*WORK INSTRUCTION:* Give back, word for word, every line from the one containing "Target: truck taillight" to the end of the listing, and nothing more.

*PROVIDED ENTRIES:*
____

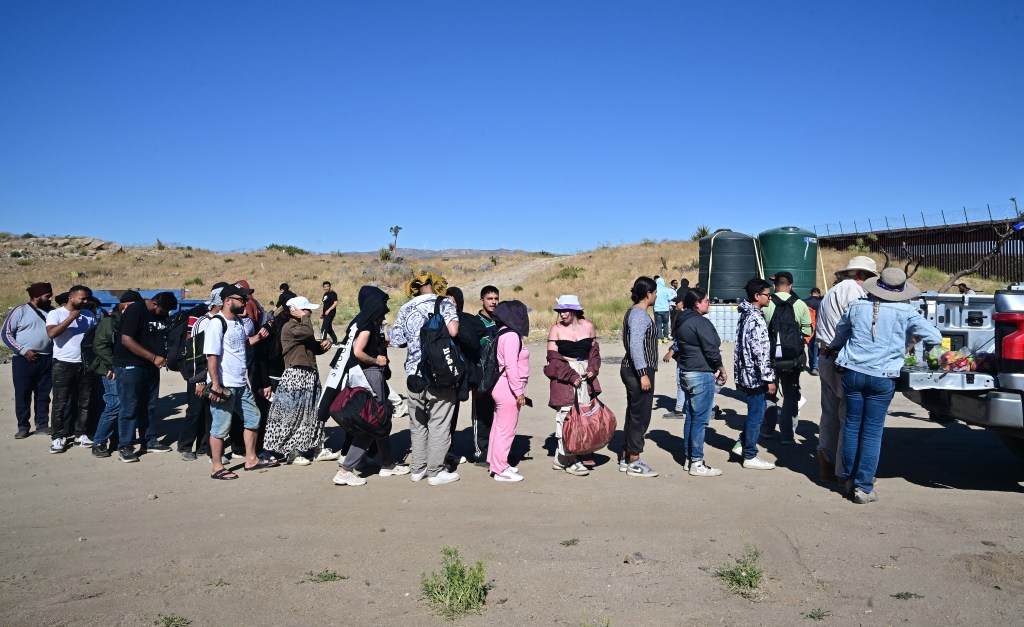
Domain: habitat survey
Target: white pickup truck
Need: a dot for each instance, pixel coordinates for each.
(993, 324)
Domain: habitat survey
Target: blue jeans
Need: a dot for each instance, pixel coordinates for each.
(755, 416)
(680, 390)
(662, 324)
(867, 402)
(112, 409)
(699, 399)
(138, 388)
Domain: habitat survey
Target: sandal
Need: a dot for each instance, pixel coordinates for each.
(261, 465)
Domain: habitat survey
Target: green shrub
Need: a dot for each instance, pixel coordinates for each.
(457, 589)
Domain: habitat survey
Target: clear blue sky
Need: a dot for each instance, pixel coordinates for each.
(526, 124)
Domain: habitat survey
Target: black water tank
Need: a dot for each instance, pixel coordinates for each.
(728, 260)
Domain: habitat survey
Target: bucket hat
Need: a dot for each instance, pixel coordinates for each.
(567, 302)
(892, 286)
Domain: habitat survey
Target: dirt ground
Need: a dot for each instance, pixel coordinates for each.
(85, 542)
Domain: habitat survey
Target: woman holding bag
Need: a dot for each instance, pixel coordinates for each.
(369, 358)
(573, 363)
(510, 390)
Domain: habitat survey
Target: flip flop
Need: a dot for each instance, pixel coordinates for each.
(261, 465)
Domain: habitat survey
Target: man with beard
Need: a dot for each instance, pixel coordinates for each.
(25, 333)
(139, 352)
(67, 326)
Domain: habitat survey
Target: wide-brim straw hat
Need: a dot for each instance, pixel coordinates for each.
(859, 263)
(892, 286)
(567, 302)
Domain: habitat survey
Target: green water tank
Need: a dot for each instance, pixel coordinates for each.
(795, 250)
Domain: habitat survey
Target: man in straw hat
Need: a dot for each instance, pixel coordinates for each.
(834, 305)
(25, 333)
(871, 340)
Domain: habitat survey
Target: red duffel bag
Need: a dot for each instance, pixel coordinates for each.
(588, 427)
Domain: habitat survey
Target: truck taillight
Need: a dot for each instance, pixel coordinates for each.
(1010, 340)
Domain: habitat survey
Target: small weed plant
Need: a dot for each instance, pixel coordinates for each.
(457, 589)
(744, 577)
(326, 576)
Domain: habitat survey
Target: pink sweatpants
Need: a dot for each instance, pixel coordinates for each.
(503, 429)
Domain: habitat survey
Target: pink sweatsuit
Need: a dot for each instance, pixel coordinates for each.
(511, 383)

____

*SOLUTION TO THIS EXERCISE:*
Target: truck taillight
Need: a dot for each instance, pixel coordinates for each.
(1010, 340)
Domain: habitat survey
Target: small weed plant
Need: a dot for each instance, pixel coordinates for each.
(457, 589)
(744, 577)
(326, 576)
Domain: habitat survey
Target: pink sweatpants
Need: a dot for each instance, pixel coordinates for each.
(503, 429)
Domain: habitat survey
Target: pink sweatsuit
Need: a dot for each instance, pixel coordinates for each.
(511, 383)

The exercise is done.